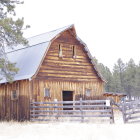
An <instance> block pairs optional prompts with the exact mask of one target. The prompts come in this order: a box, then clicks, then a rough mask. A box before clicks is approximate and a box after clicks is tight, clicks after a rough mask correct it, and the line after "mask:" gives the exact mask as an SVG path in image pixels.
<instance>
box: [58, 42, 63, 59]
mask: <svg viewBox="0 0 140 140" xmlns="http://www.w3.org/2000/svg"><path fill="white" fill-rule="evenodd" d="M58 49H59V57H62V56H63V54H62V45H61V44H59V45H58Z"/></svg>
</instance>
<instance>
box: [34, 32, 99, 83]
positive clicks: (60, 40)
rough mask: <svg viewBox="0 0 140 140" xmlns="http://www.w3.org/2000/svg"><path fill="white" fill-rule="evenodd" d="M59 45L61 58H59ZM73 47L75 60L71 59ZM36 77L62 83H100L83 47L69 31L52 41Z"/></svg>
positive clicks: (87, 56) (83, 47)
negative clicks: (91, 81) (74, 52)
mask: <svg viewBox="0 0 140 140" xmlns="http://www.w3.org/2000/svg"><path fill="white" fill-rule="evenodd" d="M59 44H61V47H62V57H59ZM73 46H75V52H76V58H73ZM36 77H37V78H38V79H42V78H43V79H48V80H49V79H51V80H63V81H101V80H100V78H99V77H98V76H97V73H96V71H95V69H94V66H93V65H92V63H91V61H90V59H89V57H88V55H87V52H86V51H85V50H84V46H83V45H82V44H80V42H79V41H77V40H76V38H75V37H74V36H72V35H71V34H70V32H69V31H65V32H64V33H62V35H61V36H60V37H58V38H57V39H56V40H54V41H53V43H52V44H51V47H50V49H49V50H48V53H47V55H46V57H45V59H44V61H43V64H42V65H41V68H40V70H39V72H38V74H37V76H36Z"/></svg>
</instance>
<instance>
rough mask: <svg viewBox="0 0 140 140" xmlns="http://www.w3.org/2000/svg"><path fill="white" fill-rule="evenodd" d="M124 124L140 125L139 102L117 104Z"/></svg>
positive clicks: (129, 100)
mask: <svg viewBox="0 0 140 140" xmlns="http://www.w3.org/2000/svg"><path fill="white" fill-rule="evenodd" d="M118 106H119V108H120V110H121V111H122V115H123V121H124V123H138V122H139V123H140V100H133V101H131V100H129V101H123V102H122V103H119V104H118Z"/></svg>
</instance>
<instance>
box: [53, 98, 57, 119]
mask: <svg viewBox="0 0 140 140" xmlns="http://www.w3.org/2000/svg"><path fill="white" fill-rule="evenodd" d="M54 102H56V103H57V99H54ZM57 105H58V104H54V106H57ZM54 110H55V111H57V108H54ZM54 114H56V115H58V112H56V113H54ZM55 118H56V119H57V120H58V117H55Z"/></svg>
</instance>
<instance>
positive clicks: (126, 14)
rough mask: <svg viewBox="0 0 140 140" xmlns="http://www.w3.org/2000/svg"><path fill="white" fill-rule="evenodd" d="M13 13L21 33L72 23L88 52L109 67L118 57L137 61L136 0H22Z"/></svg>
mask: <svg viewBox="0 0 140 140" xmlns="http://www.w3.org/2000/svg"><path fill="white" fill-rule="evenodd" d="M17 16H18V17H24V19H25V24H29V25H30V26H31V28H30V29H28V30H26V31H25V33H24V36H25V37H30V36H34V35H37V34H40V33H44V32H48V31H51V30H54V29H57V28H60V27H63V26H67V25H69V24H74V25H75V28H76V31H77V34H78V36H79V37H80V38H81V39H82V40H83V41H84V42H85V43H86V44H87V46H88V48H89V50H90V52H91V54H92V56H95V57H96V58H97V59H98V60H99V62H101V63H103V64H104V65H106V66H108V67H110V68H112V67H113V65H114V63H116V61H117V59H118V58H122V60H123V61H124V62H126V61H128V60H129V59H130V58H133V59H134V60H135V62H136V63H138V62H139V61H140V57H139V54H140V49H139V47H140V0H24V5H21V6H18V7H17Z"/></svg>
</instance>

● EXERCISE GOAL: Repeat exactly the lines from the first line of the records above through the line containing "positive clicks: (87, 56) (83, 47)", leaving out the pictures.

● EXERCISE SOLUTION:
An <instance> block pairs optional prompts with the exact mask of one target. The prompts come in this order: a box, then clicks, then a rough mask. A box before clicks is approximate and a box after clicks is tight, clicks after a rough mask correct it, and the line after "mask:" gives the exact mask as an SVG path in image pixels.
<instance>
box: [58, 42, 63, 59]
mask: <svg viewBox="0 0 140 140" xmlns="http://www.w3.org/2000/svg"><path fill="white" fill-rule="evenodd" d="M58 49H59V57H62V56H63V54H62V45H61V44H59V45H58Z"/></svg>
</instance>
<instance>
box: [34, 32, 99, 83]
positive clicks: (60, 40)
rough mask: <svg viewBox="0 0 140 140" xmlns="http://www.w3.org/2000/svg"><path fill="white" fill-rule="evenodd" d="M59 45L61 58H59ZM73 47L75 60L71 59ZM36 77L62 83H100L83 47L69 31L52 41Z"/></svg>
positive clicks: (87, 56) (83, 47)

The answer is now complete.